-- REQUEST 1 --
Please recast only the part of the records running from the line with "Task: pointing. Mark each instance of the yellow face" through the end of the records, both ends included, as a numbered list with blank lines left out.

-- EXCERPT PROVIDED --
——
Will this mean that two of this year’s likely global megahits, Jurassic World: Rebirth and Avatar: Fire and Ash, will have to pull more of their weight stateside than previous installments? Perhaps, although those franchises tend to buck the trends by virtue of their uniqueness and generational popularity. Moreover, it’s not like either title will suffer if it earns only 75 percent of its predecessor—or around $750 million and $1.74 billion, respectively. But they are the exceptions, not the rule.




II. Has Marvel Lost Its Luster?

Disney gave the MCU a sabbatical in 2024, slating just one surefire smash—Deadpool & Wolverine—for the entire year. Part of that film’s success can be attributed to the fact that it featured established franchise characters, beloved even among those unafflicted by a slavish devotion to the MCU. Marvel won’t have that same assurance this year. After all, Captain America: Brave New World, Thunderbolts, and The Fantastic Four: First Steps feature new, or at least less established, characters. Still, Disney is hoping that this trio can pull grosses closer to Phase Two (Thor: The Dark World, earning $644 million) than Phase One (Thor, earning $449 million).
——
-- RECORDS FOR THIS TASK --
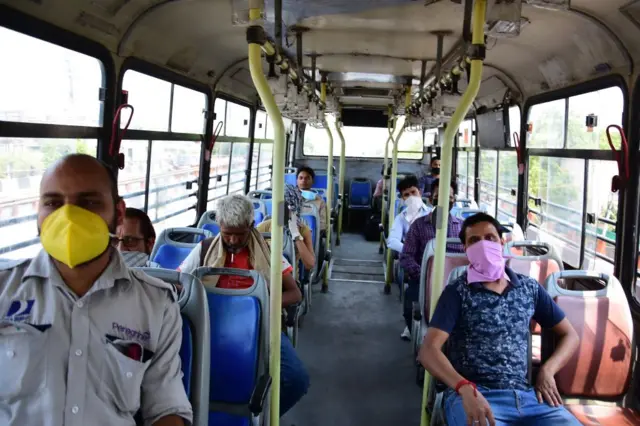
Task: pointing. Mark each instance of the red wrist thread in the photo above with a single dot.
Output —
(464, 383)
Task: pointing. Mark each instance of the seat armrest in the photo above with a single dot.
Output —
(259, 395)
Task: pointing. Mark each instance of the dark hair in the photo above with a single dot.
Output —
(436, 183)
(308, 170)
(480, 218)
(408, 182)
(146, 227)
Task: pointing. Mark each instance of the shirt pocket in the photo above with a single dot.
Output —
(122, 378)
(23, 361)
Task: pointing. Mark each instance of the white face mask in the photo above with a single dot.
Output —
(414, 206)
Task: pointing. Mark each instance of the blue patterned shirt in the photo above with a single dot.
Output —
(489, 332)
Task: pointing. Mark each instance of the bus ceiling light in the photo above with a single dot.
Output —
(550, 4)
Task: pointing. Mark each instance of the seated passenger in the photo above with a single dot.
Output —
(300, 232)
(136, 238)
(485, 316)
(306, 176)
(412, 198)
(420, 233)
(85, 339)
(240, 245)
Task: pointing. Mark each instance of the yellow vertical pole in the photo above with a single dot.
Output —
(275, 326)
(437, 282)
(341, 177)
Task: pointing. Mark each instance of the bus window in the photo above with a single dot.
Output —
(173, 165)
(132, 180)
(556, 188)
(606, 104)
(187, 113)
(22, 163)
(50, 84)
(546, 123)
(151, 98)
(488, 180)
(507, 186)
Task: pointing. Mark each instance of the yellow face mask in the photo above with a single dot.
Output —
——
-- REQUEST 2 --
Reproduce the box office text in full, word for word.

-- CORRECT ANSWER 1 --
1. Task: pointing. Mark each instance of the yellow face mask in the photo above with a single dot.
2. Output —

-- CORRECT ANSWER 2 --
Will this mean that two of this year’s likely global megahits, Jurassic World: Rebirth and Avatar: Fire and Ash, will have to pull more of their weight stateside than previous installments? Perhaps, although those franchises tend to buck the trends by virtue of their uniqueness and generational popularity. Moreover, it’s not like either title will suffer if it earns only 75 percent of its predecessor—or around $750 million and $1.74 billion, respectively. But they are the exceptions, not the rule.




II. Has Marvel Lost Its Luster?

Disney gave the MCU a sabbatical in 2024, slating just one surefire smash—Deadpool & Wolverine—for the entire year. Part of that film’s success can be attributed to the fact that it featured established franchise characters, beloved even among those unafflicted by a slavish devotion to the MCU. Marvel won’t have that same assurance this year. After all, Captain America: Brave New World, Thunderbolts, and The Fantastic Four: First Steps feature new, or at least less established, characters. Still, Disney is hoping that this trio can pull grosses closer to Phase Two (Thor: The Dark World, earning $644 million) than Phase One (Thor, earning $449 million).